TASK STATEMENT:
Copy all the records below, substituting "circle" for every occurrence of "disc" and changing nothing else. Leave the pictures out of your answer.

Source data
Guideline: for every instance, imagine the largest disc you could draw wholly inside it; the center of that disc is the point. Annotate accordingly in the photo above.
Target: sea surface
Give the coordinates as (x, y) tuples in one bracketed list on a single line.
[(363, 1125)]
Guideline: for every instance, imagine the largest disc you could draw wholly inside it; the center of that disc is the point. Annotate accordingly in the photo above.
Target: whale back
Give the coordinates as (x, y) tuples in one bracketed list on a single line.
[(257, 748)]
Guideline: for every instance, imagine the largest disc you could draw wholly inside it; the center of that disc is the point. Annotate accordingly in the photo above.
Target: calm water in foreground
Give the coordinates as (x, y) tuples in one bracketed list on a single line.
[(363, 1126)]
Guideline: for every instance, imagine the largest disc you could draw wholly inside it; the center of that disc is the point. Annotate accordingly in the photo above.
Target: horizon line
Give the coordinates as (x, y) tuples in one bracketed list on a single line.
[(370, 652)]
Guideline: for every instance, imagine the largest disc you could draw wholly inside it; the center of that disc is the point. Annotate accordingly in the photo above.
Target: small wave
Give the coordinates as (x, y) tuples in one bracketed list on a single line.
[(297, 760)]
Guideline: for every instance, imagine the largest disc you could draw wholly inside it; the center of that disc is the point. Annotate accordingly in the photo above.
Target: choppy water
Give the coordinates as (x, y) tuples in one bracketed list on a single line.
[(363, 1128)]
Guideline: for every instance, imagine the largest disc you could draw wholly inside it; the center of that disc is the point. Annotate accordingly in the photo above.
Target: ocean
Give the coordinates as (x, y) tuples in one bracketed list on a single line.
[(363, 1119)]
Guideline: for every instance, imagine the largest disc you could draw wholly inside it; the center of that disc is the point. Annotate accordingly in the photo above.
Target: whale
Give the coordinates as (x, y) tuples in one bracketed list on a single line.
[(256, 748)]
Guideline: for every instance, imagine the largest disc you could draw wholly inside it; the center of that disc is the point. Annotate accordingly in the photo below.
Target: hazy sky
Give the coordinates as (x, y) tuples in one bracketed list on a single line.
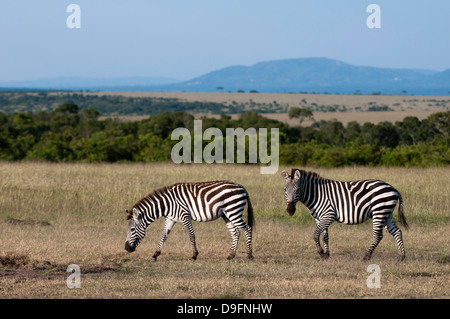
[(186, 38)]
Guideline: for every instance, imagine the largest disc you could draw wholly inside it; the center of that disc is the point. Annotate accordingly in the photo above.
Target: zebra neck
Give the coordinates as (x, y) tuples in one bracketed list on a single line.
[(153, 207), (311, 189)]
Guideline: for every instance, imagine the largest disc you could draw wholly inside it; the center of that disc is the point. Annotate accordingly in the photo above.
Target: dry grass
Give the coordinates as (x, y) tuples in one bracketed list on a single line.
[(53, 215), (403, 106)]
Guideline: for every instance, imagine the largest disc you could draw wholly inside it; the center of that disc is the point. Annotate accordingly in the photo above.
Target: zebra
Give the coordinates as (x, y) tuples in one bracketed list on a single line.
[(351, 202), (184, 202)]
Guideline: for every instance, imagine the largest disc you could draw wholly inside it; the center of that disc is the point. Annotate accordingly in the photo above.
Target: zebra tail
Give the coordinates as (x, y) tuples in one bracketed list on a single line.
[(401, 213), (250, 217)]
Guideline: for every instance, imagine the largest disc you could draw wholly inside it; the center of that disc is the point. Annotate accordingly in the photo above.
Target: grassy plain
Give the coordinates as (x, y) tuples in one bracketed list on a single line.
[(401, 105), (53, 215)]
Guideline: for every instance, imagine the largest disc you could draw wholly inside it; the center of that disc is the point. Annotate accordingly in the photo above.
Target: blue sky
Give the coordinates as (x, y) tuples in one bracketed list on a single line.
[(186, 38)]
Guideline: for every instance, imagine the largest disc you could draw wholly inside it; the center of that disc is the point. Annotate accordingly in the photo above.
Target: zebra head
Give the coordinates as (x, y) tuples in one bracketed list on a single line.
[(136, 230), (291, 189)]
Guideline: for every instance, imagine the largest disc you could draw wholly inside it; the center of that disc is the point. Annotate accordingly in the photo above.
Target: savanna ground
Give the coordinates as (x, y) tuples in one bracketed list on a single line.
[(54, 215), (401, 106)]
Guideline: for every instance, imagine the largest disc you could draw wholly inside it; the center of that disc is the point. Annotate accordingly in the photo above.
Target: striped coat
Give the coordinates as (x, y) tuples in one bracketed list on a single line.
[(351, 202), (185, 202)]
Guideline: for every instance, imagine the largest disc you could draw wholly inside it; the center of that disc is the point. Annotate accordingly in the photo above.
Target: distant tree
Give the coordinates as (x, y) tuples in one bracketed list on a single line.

TASK ANSWER:
Guideline: for every instance, imagine the largest circle you could draw wholly inside it; the center of that circle is the point. Annotate accordingly in the photo above.
Target: sea surface
Give the coordinates as (x, y) tuples in one bracketed list on a single line.
[(363, 1125)]
Guideline: for every instance, imagine the largest circle you could draw wholly inside it; the center of that circle is the point. Annotate accordingly in the photo above.
Target: whale back
Give the coordinates as (x, y) tuples in one bracketed list on a single line.
[(257, 748)]
Guideline: for every instance, imagine the largest circle you could draw wholly inside it; the center of that circle is the point. Annotate accordingly in the photo above.
Target: calm water in foreground
Give the coordinates as (x, y) tuples in one bracketed list on a single line.
[(363, 1126)]
Guideline: for every instance, imagine the largest circle you could draw wholly inside it; the center of that circle is the point. Annotate accordingly in the photo above.
Target: horizon line
Give the coordinates as (x, y) tuples in one bracketed list on a single line.
[(370, 652)]
Guideline: for every instance, imagine the largest circle you could draw wholly inside it; the center of that circle is the point. Annotate accordingly in the photo above.
Target: small wave
Give the coordinates as (x, y) tuples in one bracketed list on a single line.
[(297, 760)]
Guideline: for every instance, imagine the largest circle you could draw wholly inside it; the center of that circle is the point. Annotate accordingly in the photo above.
Target: choppy water
Give the coordinates as (x, y) tuples in one bracketed list on a single line.
[(363, 1128)]
Guideline: for every instance, imagine the largest circle you could draw wholly inside it; the center of that circle is the point. Annotate accordingly in the photo above.
Target: ocean
Give the coordinates as (x, y) tuples in one bracketed list on a single line.
[(363, 1119)]
Guideline: for every instance, imagine the largest circle you could draw wholly inside it; the center of that circle is the point. Annotate accordingly in the photo above.
Target: whale
Give the coordinates as (x, y) tuples in one bracketed list on a single line.
[(256, 748)]
Guideline: for every instance, imagine the largest circle you could draw wholly inside it; the center of that circle is the point. Annotate accordingly in the photo below.
Target: hazy sky
Give the coordinates as (x, y) tuples in one bracketed list on a single line.
[(186, 38)]
Guideline: for every instance, imagine the largest circle you could draw wholly inside it; the center of that circle is the point. Annotate accordingly in the photo above.
Target: zebra neck
Give the coordinates as (x, y) tuples in one bracketed list on a single line.
[(153, 207), (311, 189)]
Guideline: for every instance, imagine the largest circle you could draw wholly inside it; the center of that circle is the point. Annotate accordingly in the photo above.
Target: dry grass
Give the coordinates as (x, y) tuples in one bracketed list on a single line.
[(53, 215), (403, 106)]
Guideline: for every instance, imagine the largest circle you could draw wholly inside it; the center of that circle is the point. Annotate accordingly in the photo above.
Target: zebra
Give the coordinates as (x, y) tuples in one bracketed list on a single line.
[(351, 202), (184, 202)]
Guideline: for every instance, imagine the largest circle you could draw wholly inside it; the center of that circle is the point. Annotate accordingly in the photo above.
Target: zebra tail
Give the coordinates as (x, y) tuples in one bracketed list on a single line.
[(401, 213), (250, 217)]
Guideline: for every instance, imagine the largest circle you could draw wholly inside it; the center of that circle is the point. Annotate accordingly in the photo above.
Target: grassy plain
Give the coordinates as (x, y) tuples in one bracketed list on a single line.
[(401, 105), (53, 215)]
Guideline: for every instance, imagine the largest circle you could draw wholly inside it; the center of that circle is the point. Annotate accordingly in the photo above.
Target: blue sky
Give the coordinates as (x, y) tuples in one bracketed list on a single line.
[(186, 38)]
Guideline: for every instance, imagine the largest circle you could draw wholly inside it; the center of that circle is the point. Annotate accordingly in the photo above.
Target: zebra head
Give the coordinates as (x, y) tuples in one bracketed list on a single line.
[(136, 230), (291, 189)]
Guideline: for every instance, imagine the largest circle you could draw wholly inside it; the center of that circle is the point. Annotate accordingly in the photo above.
Target: savanna ground
Give the coordinates as (x, y) tuples in one bracketed list on a single line.
[(54, 215), (401, 106)]
Guideline: for every instance, imagine the largest circle you could draw wholly inside it; the center of that circle is the point. Annotate accordingly in the photo above.
Target: striped coat
Give the coordinates as (x, y) tuples in one bracketed list on a single line.
[(351, 202), (185, 202)]
Guideline: for every instance, imagine the largest circle you could draw wholly inside it; the center of that circle is the point. Annotate accordingly in the photo above.
Target: distant tree
Give the coordinates as (x, y) tuples in one bracketed list on a single line.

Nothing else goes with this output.